[Source data]
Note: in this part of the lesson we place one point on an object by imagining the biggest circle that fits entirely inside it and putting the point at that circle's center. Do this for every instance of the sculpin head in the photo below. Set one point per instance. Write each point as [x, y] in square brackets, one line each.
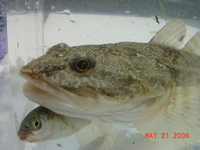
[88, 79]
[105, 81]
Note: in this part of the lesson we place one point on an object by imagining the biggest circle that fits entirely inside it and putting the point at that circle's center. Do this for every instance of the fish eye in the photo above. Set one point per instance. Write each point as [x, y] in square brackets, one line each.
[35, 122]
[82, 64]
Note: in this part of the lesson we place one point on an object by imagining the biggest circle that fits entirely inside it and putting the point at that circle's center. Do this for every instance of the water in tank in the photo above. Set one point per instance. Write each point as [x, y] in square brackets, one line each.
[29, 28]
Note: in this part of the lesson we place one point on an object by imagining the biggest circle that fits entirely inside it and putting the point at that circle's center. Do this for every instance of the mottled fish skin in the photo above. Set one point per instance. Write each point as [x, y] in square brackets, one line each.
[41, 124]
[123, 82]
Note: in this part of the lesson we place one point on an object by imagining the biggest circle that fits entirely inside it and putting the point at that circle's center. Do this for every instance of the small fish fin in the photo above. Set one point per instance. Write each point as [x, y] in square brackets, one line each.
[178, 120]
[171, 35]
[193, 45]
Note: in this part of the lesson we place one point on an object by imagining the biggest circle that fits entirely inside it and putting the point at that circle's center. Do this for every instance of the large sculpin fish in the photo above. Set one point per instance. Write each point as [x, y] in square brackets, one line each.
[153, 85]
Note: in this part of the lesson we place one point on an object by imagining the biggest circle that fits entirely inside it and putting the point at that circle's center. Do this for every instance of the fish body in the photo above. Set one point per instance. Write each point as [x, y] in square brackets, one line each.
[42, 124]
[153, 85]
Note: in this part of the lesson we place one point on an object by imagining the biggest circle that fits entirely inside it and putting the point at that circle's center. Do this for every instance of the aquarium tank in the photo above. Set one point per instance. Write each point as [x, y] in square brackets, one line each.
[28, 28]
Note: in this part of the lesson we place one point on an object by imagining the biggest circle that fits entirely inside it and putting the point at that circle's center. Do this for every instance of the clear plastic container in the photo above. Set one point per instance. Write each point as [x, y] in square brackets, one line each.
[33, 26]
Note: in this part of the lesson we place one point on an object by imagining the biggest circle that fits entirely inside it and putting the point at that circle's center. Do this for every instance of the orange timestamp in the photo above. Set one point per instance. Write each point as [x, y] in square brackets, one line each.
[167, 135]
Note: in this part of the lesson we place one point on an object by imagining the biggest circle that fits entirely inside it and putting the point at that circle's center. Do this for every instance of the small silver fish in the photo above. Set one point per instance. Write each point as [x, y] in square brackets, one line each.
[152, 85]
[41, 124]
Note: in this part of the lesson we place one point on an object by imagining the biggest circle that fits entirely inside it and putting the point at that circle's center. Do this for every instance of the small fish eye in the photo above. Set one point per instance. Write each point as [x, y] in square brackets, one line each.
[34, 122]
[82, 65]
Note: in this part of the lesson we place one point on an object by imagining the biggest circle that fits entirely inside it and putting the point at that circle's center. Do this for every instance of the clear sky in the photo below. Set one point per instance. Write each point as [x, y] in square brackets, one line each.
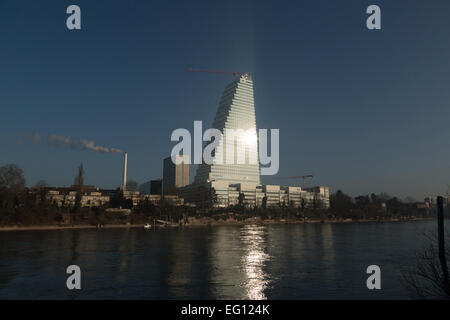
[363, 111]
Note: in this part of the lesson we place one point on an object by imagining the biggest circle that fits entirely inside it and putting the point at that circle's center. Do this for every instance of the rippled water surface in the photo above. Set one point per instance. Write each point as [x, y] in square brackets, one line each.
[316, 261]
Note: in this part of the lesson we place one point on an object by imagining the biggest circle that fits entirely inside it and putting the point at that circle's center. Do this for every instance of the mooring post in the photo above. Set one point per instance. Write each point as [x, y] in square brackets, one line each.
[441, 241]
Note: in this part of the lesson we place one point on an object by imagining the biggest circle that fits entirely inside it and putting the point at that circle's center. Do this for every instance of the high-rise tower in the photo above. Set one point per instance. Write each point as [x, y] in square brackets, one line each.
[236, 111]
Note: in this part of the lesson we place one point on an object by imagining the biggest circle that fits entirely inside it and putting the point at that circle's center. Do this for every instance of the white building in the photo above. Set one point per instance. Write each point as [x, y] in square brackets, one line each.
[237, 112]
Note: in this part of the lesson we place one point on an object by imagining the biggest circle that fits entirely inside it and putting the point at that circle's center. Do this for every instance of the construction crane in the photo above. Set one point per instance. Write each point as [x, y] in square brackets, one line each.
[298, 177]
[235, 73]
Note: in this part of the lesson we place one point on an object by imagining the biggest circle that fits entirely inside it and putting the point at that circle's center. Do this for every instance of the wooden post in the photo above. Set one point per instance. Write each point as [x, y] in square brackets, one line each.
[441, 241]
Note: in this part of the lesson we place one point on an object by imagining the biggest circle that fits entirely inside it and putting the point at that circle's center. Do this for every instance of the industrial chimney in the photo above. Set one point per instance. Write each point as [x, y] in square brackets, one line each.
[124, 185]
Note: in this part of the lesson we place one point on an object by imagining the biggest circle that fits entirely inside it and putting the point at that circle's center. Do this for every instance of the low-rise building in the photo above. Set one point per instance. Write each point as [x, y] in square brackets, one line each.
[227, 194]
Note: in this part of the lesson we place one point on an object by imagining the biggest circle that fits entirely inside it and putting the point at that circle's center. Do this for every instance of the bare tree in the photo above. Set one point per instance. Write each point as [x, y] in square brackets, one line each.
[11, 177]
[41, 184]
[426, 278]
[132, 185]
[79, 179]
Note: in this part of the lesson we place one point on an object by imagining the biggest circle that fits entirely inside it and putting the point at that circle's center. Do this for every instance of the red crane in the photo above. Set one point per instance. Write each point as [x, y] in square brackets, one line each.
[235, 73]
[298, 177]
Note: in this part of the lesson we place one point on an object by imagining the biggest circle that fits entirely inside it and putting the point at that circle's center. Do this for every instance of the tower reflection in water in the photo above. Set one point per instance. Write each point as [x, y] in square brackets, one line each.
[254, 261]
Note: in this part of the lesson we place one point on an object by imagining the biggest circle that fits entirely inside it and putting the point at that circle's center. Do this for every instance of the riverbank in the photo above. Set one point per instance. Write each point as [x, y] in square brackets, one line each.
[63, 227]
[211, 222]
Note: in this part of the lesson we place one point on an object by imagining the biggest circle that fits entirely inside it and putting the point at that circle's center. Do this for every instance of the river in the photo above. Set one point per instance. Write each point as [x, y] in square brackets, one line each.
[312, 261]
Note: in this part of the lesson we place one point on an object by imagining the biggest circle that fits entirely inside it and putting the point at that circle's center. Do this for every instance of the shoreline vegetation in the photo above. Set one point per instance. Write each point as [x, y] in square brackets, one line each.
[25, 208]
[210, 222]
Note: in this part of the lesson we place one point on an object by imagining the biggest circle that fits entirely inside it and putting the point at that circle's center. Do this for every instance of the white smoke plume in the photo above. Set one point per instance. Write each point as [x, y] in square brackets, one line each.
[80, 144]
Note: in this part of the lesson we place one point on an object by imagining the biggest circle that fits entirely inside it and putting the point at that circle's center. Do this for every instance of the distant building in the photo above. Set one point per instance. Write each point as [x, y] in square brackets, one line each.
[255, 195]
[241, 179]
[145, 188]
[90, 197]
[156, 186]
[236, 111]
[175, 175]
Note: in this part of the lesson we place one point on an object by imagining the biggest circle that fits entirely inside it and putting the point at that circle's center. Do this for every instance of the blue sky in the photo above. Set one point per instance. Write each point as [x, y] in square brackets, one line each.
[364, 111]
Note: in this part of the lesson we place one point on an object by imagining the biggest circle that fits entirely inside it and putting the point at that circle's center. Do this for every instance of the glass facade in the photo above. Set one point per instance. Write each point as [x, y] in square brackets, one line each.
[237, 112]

• _TASK OBJECTIVE_: Omit every image. Quote each record exactly.

• _THE COMPLETED TASK_:
Note: in this part of the lesson we place one point on an object by imagining the biggest circle that fits entirely inside it and putting the point at that circle's center. Do this for every instance of the sculpin head in the photo below. Set one point per instance. Write each point as [x, y] in square brackets, one line each.
[88, 79]
[105, 81]
Note: in this part of the lesson we place one point on an object by imagining the biggest circle that fits entirely inside it and putting the point at that circle's center. Do this for every instance of the fish eye in the photo above. Set one point per instance. Write each point as [x, y] in square brackets, one line each.
[35, 122]
[82, 64]
Note: in this part of the lesson we place one point on an object by imagining the biggest circle that fits entirely inside it and putting the point at that circle's center. Do this for every instance of the water in tank in the photo above. Set one point per instance. Write each point as [x, y] in square brackets, one line each.
[29, 28]
Note: in this part of the lesson we place one point on an object by imagining the biggest circle that fits entirely inside it and putting the point at that circle's center. Do this for every instance of the mottled fish skin in the photo above. Set one point per instance. Write each point as [x, y] in square brackets, one line each.
[41, 124]
[123, 82]
Note: in this part of the lesson we place one point on an object by imagining the biggest circle that fits entirely inside it and putting the point at that circle's center. Do this for every instance of the small fish fin in the photo above. Set one point per instance. Write each point as [x, y] in square brackets, one line each.
[178, 120]
[171, 35]
[193, 45]
Note: in this part of the lesson we place one point on an object by imagining the biggest circle that fits entirely inside it and putting the point at that circle's center. Do this for every instance of the large sculpin fish in the photo above. Set one point per instance. Write each point as [x, y] in square brackets, one line each.
[153, 85]
Note: in this part of the lesson we place one point on an object by imagining the biggest circle that fits entirely inside it and putting the point at that circle's center. Do this for every instance of the fish body in the photo above. Set one point per instance. Write each point as [x, y] in square brackets, one line each.
[42, 124]
[153, 85]
Note: in this part of the lesson we place one point on an object by imagining the biggest circle that fits entirely inside it and putting the point at that circle's center. Do this for every instance of the aquarium tank in the photo above. Set one point per instance. Write each point as [x, y] in square brackets, one line each.
[28, 28]
Note: in this part of the lesson we place one point on an object by imagining the biggest circle that fits entirely inside it and putting the point at that circle's center. Do this for every instance of the clear plastic container in the photo above. Set one point per instance. Write each point as [x, y] in square brackets, one line each.
[33, 26]
Note: in this part of the lesson we place one point on an object by imagining the biggest circle that fits entirely inside it and putting the point at that circle's center. Do this for every instance of the orange timestamp in the photo above. Set one point per instance. Write each point as [x, y] in square brackets, one line each.
[167, 135]
Note: in this part of the lesson we place one point on an object by imagining the biggest circle that fits entirely inside it and putting the point at that circle's center. Do this for every instance of the small silver fish in the photo above. Set one point per instance. Write each point as [x, y] in square brackets, one line each.
[152, 85]
[41, 124]
Note: in this part of the lesson we place one point on an object by imagining the biggest circle that fits entirely inside it and putting the point at that circle's center. Do this for every instance of the small fish eye in the photo above. Set one point per instance. Write each point as [x, y] in square brackets, one line each.
[34, 122]
[82, 65]
Note: in this part of the lesson we place one point on an object by imagining the biggest circle that fits entirely inside it and putting the point at that circle's center. Do this for every instance of the clear sky in the photo below. Set one point per instance. Write each point as [x, y] in square brackets, one line each.
[363, 111]
Note: in this part of the lesson we place one point on an object by imagining the biggest circle that fits entirely inside it and putting the point at that circle's center. Do this for every instance of the rippled water surface in the photo above. Set one point per instance. Write each point as [x, y] in square brackets, one line each.
[316, 261]
Note: in this part of the lesson we place one point on an object by imagining the biggest circle that fits entirely inside it and putting the point at that circle's center. Do this for every instance of the mooring post in the photo above. Set one point per instance. Write each point as [x, y] in square brackets, one line each.
[441, 241]
Note: in this part of the lesson we place one point on an object by imagining the biggest circle that fits entirely inside it and putting the point at that circle's center. Do this for every instance of the high-rise tower in the photo above. Set one point per instance. Write each point as [x, y] in square brackets, one line each.
[236, 111]
Note: in this part of the lesson we place one point on an object by imagining the biggest circle that fits entirely inside it and putting the point at that circle's center. Do this for every instance of the white building in the photo above. Set one point per instance. Write each point as [x, y] in square brackets, one line each.
[237, 112]
Note: in this part of the lesson we place one point on an object by imagining the biggest circle that fits entirely inside it and putting the point at that circle's center. Do this for every instance of the construction crane in the photo above. Set one point per instance. Write each point as [x, y] in square brackets, one line each.
[298, 177]
[235, 73]
Note: in this part of the lesson we place one point on an object by imagining the biggest circle that fits entirely inside it and putting the point at that circle's center. Do this for every instance of the wooden post in the photo above. Set one point per instance. Write each point as [x, y] in square brackets, one line each.
[441, 241]
Note: in this part of the lesson we place one point on an object by imagining the biggest circle that fits entirely inside it and putting the point at that circle's center. Do this for every instance of the industrial chimney in the photo above. Set one point per instance. Write each point as [x, y] in square brackets, one line each.
[124, 185]
Note: in this part of the lesson we place one point on an object by imagining the biggest circle that fits entirely inside it and putting the point at that circle's center. Do this for every instance of the low-rise building in the photo above. Set one point per instance. Write each point as [x, y] in square brackets, one line each.
[227, 194]
Note: in this part of the lesson we place one point on an object by imagining the biggest circle that fits entirely inside it and putting the point at that circle's center. Do this for every instance of the bare tree in the photo above. Set one point per instance. Write each point as [x, y] in square brackets, one line each.
[11, 177]
[41, 184]
[426, 278]
[132, 185]
[79, 179]
Note: in this part of the lesson we place one point on an object by imagining the biggest circle that fits entirely inside it and putting the point at that circle's center. Do this for every instance of the red crane in the photo above. Set one point per instance. Write each point as [x, y] in square brackets, one line each.
[235, 73]
[298, 177]
Note: in this part of the lesson we place one point on an object by imagining the biggest circle that fits entirely inside it and putting the point at that circle's center. Do this for every instance of the tower reflection in water in the photo above. Set one point per instance. Write each point as [x, y] in square brackets, one line each.
[254, 261]
Note: in this part of the lesson we place one point on an object by imagining the biggest circle that fits entirely inside it and putting the point at that circle's center. Do this for every instance of the riverbank in the photo above. Set one point per instance. Write each point as [x, y] in square brackets, one line each.
[63, 227]
[211, 222]
Note: in this part of the lesson we place one point on an object by imagining the biggest circle that fits entirely inside it and putting the point at that circle's center. Do this for every instance of the river in the photo above. Set one point per instance. Write each point as [x, y] in square brackets, one line each.
[312, 261]
Note: in this part of the lesson we place one point on an object by imagining the biggest circle that fits entirely inside it and putting the point at that circle's center. Do this for every instance of the shoreline vegetation in the photo above. Set one point per instance. Write each point as [x, y] in square brackets, one line each.
[25, 208]
[210, 222]
Note: in this part of the lesson we place one point on an object by imagining the biggest circle that fits entirely inside it and putting the point at that circle's center. Do this for every instance of the white smoke plume in the photo above. Set one point per instance. Write each point as [x, y] in square brackets, one line each.
[80, 144]
Note: in this part of the lesson we place one point on an object by imagining the biggest circle that fits entirely inside it and putting the point at that circle's center. Do this for every instance of the distant building in the photo above. Set one point per instance. Write each point as [x, y] in square brackets, one line each.
[255, 195]
[241, 179]
[145, 188]
[90, 197]
[156, 186]
[236, 111]
[175, 175]
Note: in this part of the lesson we place one point on an object by imagining the biggest circle that fits entirely inside it and putting the point at that circle's center. Do this for every instance of the blue sky in the photo above. Set one point per instance. Write each point as [x, y] in square brackets, one line each.
[364, 111]
Note: in this part of the lesson we place one point on an object by imagining the biggest circle that fits entirely inside it and putting the point at that circle's center. Do this for every instance of the glass facade in the photo above. Set one point per instance. Write each point as [x, y] in square brackets, one line each.
[237, 112]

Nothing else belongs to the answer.